*** Selected excerpt ***

Record Keeping: FATF recommends all “Financial institutions to maintain, for at least five years, all necessary records on transactions, both domestic and international.”
So, our company should keep track of all consumer transactions and activities and maintain a record of them. This will guarantee that you can react promptly to any questions or inquiries made by the authorities.
Customer Due Diligence: The steps a financial institution must take to assess and lower a customer’s risk of money laundering are referred to as customer due diligence (CDD).
To know about the steps financial institutions must take to comply with the CDD rules, click here. FATF also has put out specific instances as to when CDD must be carried out.
New Technologies: FATF suggests that the risks of money laundering and terrorist financing should be recognized and evaluated by nations and financial institutions in connection with (a) the creation of new goods and business methods, such as new delivery systems, and (b) the application of new or emerging technologies for both new and existing goods.
Further, one cannot ignore the rampant risks posed by new technologies such as AI.

*** Dataset extract ***

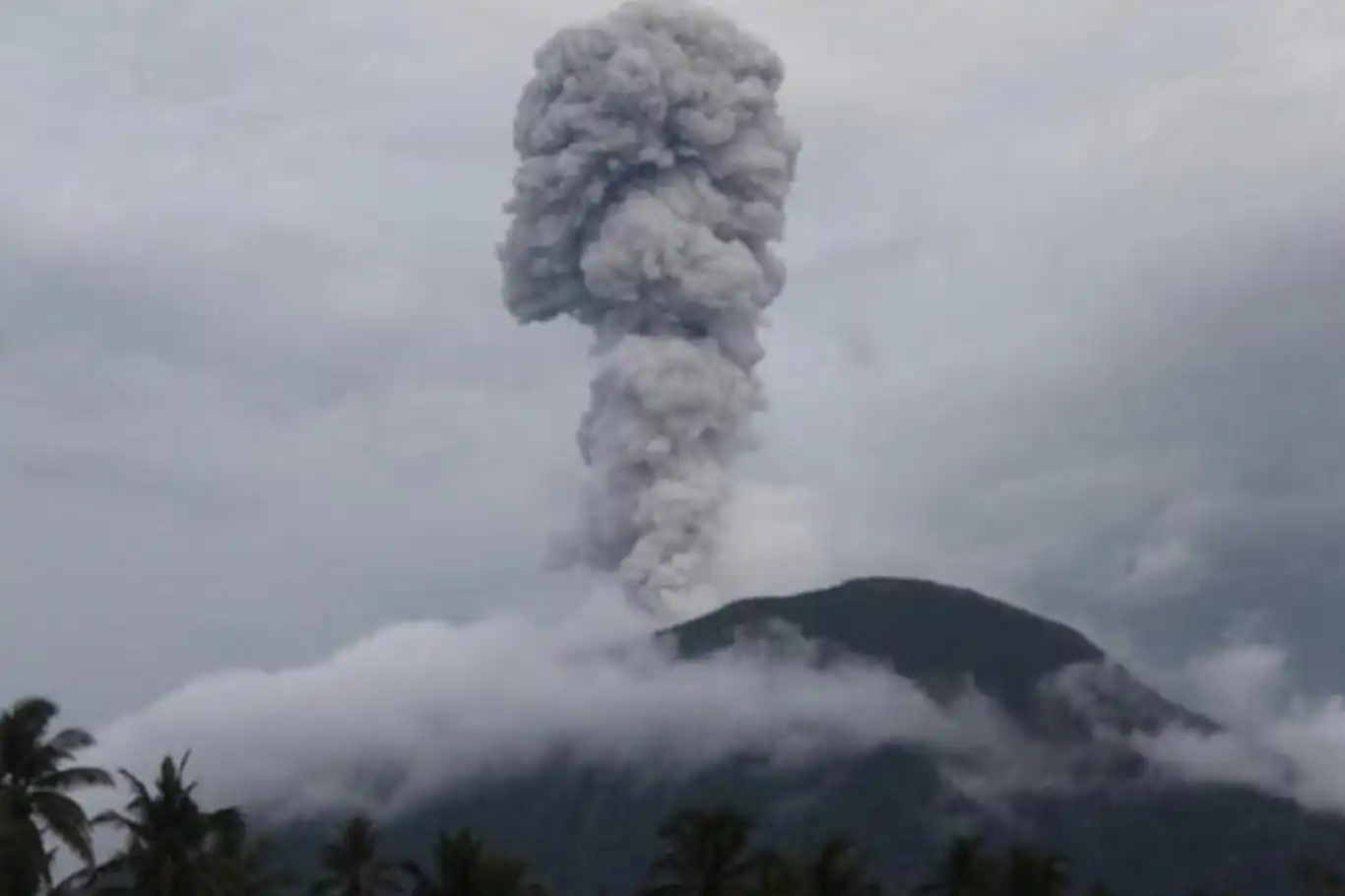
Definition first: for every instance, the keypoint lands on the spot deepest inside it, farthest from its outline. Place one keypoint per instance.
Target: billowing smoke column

***

§ Required task
Please continue the text on FATF anti-money-laundering recommendations from its final sentence.

§ Response below
AI has already become a part of our lives. While now you can play a song by just saying “Ok Siri” or “Ok Google” or finish your 2000-word assignment by punching just a few words on your laptop, it comes with its own set of lethal risks. This is very crucial, especially for financial institutions.
FIUs must keep evaluating the dangers posed by these new items as technology advances and changes. Make sure you have systems that can support and adhere to all pertinent regulations established by your governing FIU before implementing any new technology in your company.
One might think, why should I take so much stress in evaluating the FATF’s recommendations? Remember, your business is a part of the ecosystem of a nation, so anything you do will directly have an impact; don’t forget.